### GIVEN INSTRUCTION 1
Answer these questions using the passage about the knitted hat:
(a) How long ago did the writer buy the headgear?
(b) What was the pattern in which the writer first met the new type of stitch?
(c) What did that new stitch involve?
### GIVEN INSTRUCTION 2
Retype the part of the passage about the knitted hat that opens with the words containing "But twenty years" and closes with "on the go.)".
### GIVEN INSTRUCTION 3
Write what comes next in the passage about the knitted hat, continuing after its final sentence.

───── SELECTED TEXT

About twenty years ago I bought a very useful bit of headgear. It was a knitted tube with a rolled end that acted as both scarf and hat and was especially useful in the rain, I felt, as there was less to get wet than with an ordinary hat and scarf.
But twenty years is a long time and things wear out. So regretfully, a little while ago, I decided that it would have to be retired.
They no longer seemed to make them for sale – but it was knitted! So I could make a new one, couldn’t I?
Never one to refuse a challenge, I set out to solve the puzzle.
Luckily, I suppose, I had met a new type of stitch in a pattern for bootees that I had adapted to use in a jumper for my grandson and I realised that this might hold the clue to the puzzle.
The stitch involved knitting into the stitch on the row below.
(The above picture comes from another similar project I have on the go.)
By a little trial and error, I discovered that I could indeed reproduce the same effect if I knitted into the stitch on the row below every other stitch on one row and then purled into the stitch below every other stitch on the next row.

──────────
───── DATA RECORDS

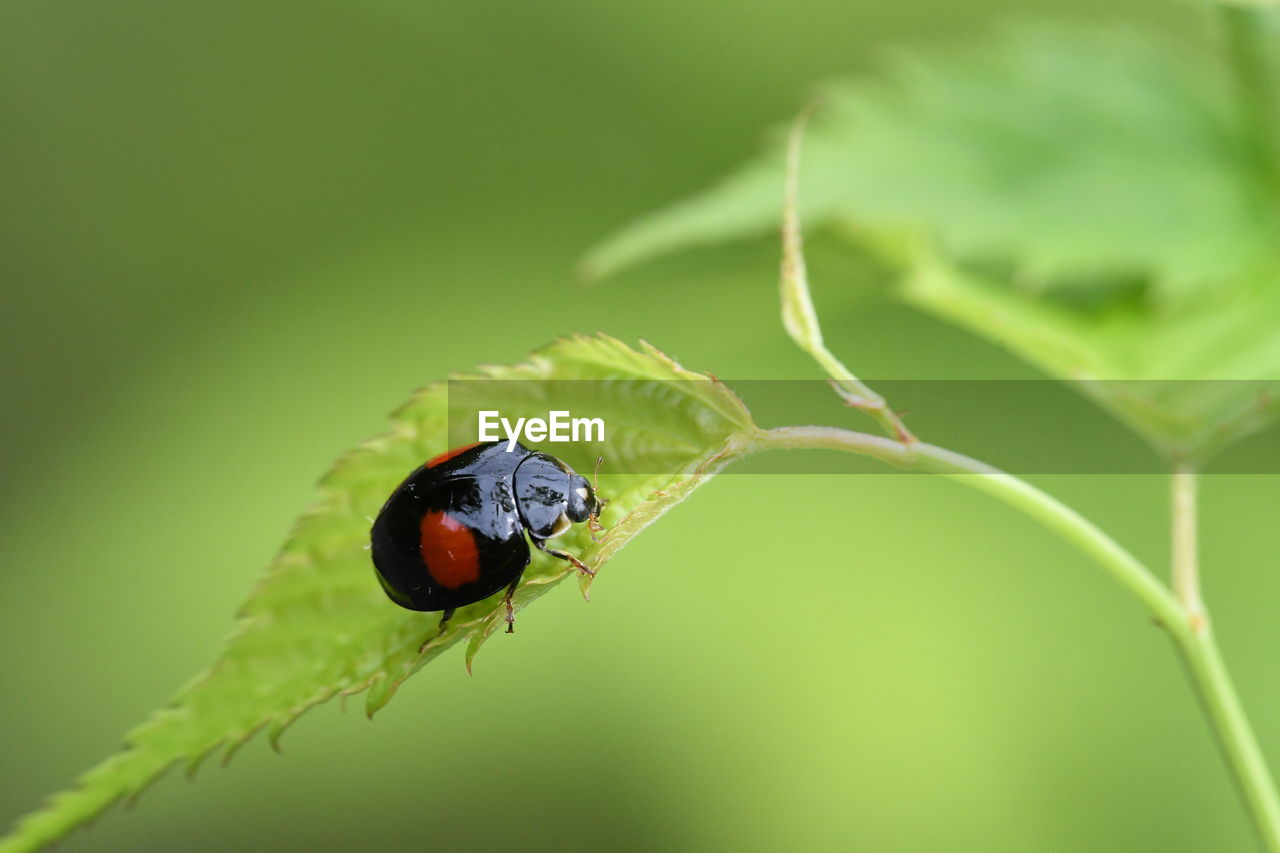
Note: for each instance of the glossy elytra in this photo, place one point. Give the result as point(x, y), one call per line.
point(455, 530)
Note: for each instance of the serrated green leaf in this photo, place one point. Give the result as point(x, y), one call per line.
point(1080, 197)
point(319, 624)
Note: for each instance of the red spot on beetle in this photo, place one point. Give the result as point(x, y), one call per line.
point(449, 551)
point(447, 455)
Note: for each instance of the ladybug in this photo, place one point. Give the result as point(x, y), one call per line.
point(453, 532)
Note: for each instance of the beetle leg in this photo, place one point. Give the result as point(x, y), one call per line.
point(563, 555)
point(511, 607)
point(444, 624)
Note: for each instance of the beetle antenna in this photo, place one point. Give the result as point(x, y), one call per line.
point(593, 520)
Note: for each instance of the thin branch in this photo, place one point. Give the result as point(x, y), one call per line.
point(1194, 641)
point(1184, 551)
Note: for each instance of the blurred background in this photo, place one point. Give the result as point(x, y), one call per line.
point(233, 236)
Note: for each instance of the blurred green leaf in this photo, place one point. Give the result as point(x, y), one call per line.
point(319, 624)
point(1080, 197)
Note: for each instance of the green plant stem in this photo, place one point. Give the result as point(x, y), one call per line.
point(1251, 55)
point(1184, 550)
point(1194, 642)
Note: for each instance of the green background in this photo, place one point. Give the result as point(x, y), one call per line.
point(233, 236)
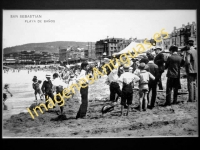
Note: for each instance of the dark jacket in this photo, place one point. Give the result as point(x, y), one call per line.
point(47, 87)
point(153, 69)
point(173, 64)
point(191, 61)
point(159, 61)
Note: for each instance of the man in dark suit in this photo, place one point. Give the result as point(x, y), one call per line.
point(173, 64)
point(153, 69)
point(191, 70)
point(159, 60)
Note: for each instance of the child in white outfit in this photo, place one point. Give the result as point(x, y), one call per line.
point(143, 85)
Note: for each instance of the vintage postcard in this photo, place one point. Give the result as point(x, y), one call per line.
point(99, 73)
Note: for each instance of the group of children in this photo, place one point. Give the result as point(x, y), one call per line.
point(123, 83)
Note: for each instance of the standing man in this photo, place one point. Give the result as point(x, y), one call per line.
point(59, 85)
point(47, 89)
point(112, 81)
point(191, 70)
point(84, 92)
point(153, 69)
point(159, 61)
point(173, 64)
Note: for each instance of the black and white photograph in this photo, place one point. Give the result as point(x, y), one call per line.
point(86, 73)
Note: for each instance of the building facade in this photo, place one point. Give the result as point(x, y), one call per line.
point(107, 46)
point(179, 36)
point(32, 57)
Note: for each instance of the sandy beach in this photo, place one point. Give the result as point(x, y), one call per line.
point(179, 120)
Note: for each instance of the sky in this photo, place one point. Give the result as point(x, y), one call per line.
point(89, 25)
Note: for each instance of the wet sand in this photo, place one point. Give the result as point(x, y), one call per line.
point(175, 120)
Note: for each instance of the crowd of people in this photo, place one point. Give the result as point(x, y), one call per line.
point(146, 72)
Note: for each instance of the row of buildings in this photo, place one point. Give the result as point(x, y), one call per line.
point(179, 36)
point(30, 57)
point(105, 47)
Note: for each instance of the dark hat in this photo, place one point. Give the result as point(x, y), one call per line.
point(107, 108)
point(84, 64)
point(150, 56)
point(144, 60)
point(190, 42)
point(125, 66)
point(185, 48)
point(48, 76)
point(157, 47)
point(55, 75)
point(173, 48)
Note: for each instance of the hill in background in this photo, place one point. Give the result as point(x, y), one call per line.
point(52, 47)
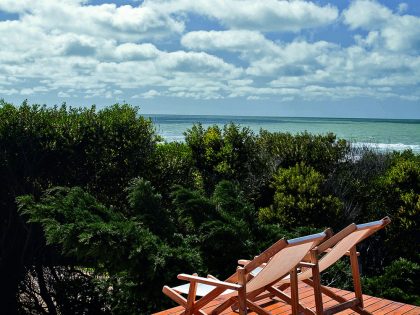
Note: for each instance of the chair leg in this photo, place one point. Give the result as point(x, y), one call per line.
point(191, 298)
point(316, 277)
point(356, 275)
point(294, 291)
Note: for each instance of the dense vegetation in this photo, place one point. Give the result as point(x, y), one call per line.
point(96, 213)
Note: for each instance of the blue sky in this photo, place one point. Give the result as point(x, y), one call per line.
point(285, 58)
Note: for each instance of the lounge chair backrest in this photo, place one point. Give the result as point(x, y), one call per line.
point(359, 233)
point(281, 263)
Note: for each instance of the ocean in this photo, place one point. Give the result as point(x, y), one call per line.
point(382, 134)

──────────

### TASK OUTPUT 1
(a) About twenty years ago.
(b) A pattern for bootees.
(c) Knitting into the stitch on the row below.

### TASK OUTPUT 2
But twenty years is a long time and things wear out. So regretfully, a little while ago, I decided that it would have to be retired.
They no longer seemed to make them for sale – but it was knitted! So I could make a new one, couldn’t I?
Never one to refuse a challenge, I set out to solve the puzzle.
Luckily, I suppose, I had met a new type of stitch in a pattern for bootees that I had adapted to use in a jumper for my grandson and I realised that this might hold the clue to the puzzle.
The stitch involved knitting into the stitch on the row below.
(The above picture comes from another similar project I have on the go.)

### TASK OUTPUT 3
Purling into the stitch below is not as easy as knitting into it but then I thought of using circular needles. I had never used circular needles before but this seemed to have a double benefit in this case. No seam (the original had been seamless) and all knit stitches to get the same effect.
I bought some variegated Paton’s yarn similar to that I used for my spiral scarf and beret but this time in much brighter colours – predominately red with orange, yellow, blue and purple.
What I have never understood to this day is why the original appears to be made with an even number of stitches but I had to use an odd number to get the pattern to work out right.
It’s a very easy pattern.
You will need more than 100g of acrylic DK yarn. I bought two and so had enough for some gloves as well.
Cast on 61 stitches (or slightly more or less depending on how big you want it) on 4.5mm (UK 7) circular needles.
Make sure there is no twist then start to knit into the first cast on stitch. (I sometimes do what I have heard suggested which is to cast on an extra stitch and then knit that together with the first one to give a firm join.)
Knit round to the start for the first row.
From now on Repeat (knit1, knit into stitch on row below) until tube is about 30ins (75cm) long.
With the rib looking side on the inside, roll up the last 10in (25cm) outwards to make a soft roll to frame the face and catch into place where the roll joins the tube with shirring elastic. Stitch nice and loosely so it doesn’t interfere with the tube stretching.
And there you have it.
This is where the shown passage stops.